**ENUNCIADO ESCRITO A**
Transcriba literalmente el fragmento del texto sobre María Moliner que empieza con las palabras «Jorge Luis Borges» y concluye con «de la cocina.».
**ENUNCIADO ESCRITO B**
De acuerdo con el texto sobre María Moliner, ¿por qué García Márquez no pudo conocerla personalmente durante su visita a Madrid? Responda en una a tres oraciones.

**TEXTO DE LECTURA**
Jorge Luis Borges fue, sin duda, el mayor promotor de la Enciclopedia Británica. Gabriel García Márquez, en cambio, contribuyó a que la proeza lingüística que realizó María Moliner fuera valorada en su justa medida y a que su labor solitaria pasara a formar parte de la épica femenina, esa que en los tiempos de Moliner era casi secreta y se escribía de manera silenciosa entre las cuatro paredes de la cocina.
En un artículo periodístico, «La mujer que escribió un diccionario», aparecido en la edición del martes 10 de febrero de 1981 en el diario El País, García Márquez cuenta que en una visita a Madrid realizada en ese mismo año, quiso ir a su casa para conocerla personalmente, pero no pudo hacerlo debido a los problemas de salud que ella atravesaba en ese momento y que él creyó pasajeros. Al llegar a Bogotá, recibió un llamado: le comunicaron que Moliner había muerto. El encuentro que él anhelaba ya no se realizaría nunca. «Yo me sentí –escribió en el artículo mencionado– como si hubiera perdido a alguien que sin saberlo había trabajado para mí durante muchos años. María Moliner –para decirlo del modo más corto– hizo una proeza con muy pocos precedentes: escribió sola, en su casa, con su propia mano, el diccionario más completo, más útil, más acucioso y más divertido de la lengua castellana. Se llama Diccionario de uso del español, tiene dos tomos de casi 3000 páginas en total, que pesan tres kilos, y viene a ser, en consecuencia, más de dos veces más largo que el de la Real Academia de la Lengua, y –a mi juicio– más de dos veces mejor. María Moliner lo escribió en las horas que le dejaba libre su empleo de bibliotecaria, y el que ella consideraba su verdadero oficio: remendar calcetines».
Quizá porque las palabras forman parte de nuestra vida cotidiana y nos siguen como sombras por todos los rincones de la casa, quienes se dedican a coleccionarlas ordenadamente en un diccionario suelen referirse a ellas en términos domésticos. Si María Moliner, a pesar de tener una sólida formación lingüística, consideraba que su verdadero oficio era remendar calcetines, la Real Academia Española lleva escrito en su divisa «Limpia, fija y da esplendor», una expresión que seguramente contradiciendo las intenciones un tanto pretenciosas de los académicos que la acuñaron, parece la vieja publicidad de un producto de limpieza que deja los azulejos de la cocina resplandecientes haciendo brillar como el oro lo que tendemos a considerar insignificante.

**CONJUNTO DE DATOS**
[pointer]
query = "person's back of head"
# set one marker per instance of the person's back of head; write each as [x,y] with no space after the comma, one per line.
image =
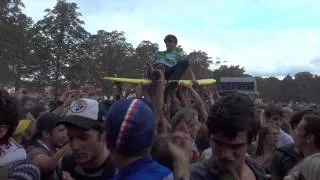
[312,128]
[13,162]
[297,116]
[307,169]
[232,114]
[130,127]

==

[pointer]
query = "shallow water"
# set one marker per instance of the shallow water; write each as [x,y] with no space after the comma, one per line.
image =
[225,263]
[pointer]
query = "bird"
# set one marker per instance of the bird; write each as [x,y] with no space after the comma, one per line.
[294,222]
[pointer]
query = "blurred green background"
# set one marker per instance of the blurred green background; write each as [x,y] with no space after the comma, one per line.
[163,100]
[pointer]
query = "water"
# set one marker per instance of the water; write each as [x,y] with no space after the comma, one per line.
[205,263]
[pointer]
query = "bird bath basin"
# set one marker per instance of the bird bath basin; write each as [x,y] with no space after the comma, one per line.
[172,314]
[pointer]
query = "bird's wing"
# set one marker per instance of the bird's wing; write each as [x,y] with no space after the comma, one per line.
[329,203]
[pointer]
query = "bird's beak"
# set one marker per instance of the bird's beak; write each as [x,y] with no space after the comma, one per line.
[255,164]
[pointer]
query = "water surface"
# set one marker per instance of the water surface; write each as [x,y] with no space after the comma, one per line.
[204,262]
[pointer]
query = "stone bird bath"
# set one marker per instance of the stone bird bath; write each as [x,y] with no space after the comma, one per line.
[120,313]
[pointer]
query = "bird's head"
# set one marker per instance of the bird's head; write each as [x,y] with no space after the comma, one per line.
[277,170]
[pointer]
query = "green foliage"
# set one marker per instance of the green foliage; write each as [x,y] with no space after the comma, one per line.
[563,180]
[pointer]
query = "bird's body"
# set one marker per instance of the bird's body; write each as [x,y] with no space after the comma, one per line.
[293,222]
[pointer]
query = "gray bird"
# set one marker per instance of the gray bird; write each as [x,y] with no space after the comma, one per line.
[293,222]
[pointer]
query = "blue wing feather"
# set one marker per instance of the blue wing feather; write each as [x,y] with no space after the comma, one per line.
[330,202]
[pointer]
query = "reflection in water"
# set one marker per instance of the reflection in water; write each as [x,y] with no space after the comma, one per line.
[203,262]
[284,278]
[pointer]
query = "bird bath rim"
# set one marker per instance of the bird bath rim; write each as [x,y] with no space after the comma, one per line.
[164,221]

...

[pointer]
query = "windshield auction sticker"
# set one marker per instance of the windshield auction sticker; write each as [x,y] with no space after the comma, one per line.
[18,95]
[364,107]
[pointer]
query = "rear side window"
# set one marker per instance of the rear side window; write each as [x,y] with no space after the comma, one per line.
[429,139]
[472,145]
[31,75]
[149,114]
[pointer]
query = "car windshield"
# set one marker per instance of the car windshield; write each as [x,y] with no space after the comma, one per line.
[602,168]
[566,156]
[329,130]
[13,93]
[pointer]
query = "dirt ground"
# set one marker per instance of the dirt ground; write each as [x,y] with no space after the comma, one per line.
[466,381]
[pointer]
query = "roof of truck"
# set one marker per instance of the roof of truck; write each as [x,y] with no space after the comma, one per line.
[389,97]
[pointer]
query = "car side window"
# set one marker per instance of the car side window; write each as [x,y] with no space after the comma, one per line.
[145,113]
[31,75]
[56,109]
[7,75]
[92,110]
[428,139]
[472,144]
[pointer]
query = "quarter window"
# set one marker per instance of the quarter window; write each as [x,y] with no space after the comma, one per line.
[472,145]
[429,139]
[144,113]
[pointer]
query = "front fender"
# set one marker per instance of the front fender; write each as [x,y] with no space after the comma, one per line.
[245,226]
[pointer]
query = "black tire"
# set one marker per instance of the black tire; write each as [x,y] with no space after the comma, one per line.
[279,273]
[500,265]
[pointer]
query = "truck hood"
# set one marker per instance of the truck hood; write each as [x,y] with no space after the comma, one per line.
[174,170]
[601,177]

**RESPUESTA ESCRITA A**
Jorge Luis Borges fue, sin duda, el mayor promotor de la Enciclopedia Británica. Gabriel García Márquez, en cambio, contribuyó a que la proeza lingüística que realizó María Moliner fuera valorada en su justa medida y a que su labor solitaria pasara a formar parte de la épica femenina, esa que en los tiempos de Moliner era casi secreta y se escribía de manera silenciosa entre las cuatro paredes de la cocina.

**RESPUESTA ESCRITA B**
No pudo ir a su casa porque ella atravesaba entonces problemas de salud, que él creyó pasajeros. Al llegar a Bogotá le comunicaron que Moliner había muerto, de modo que el encuentro ya no se realizaría nunca.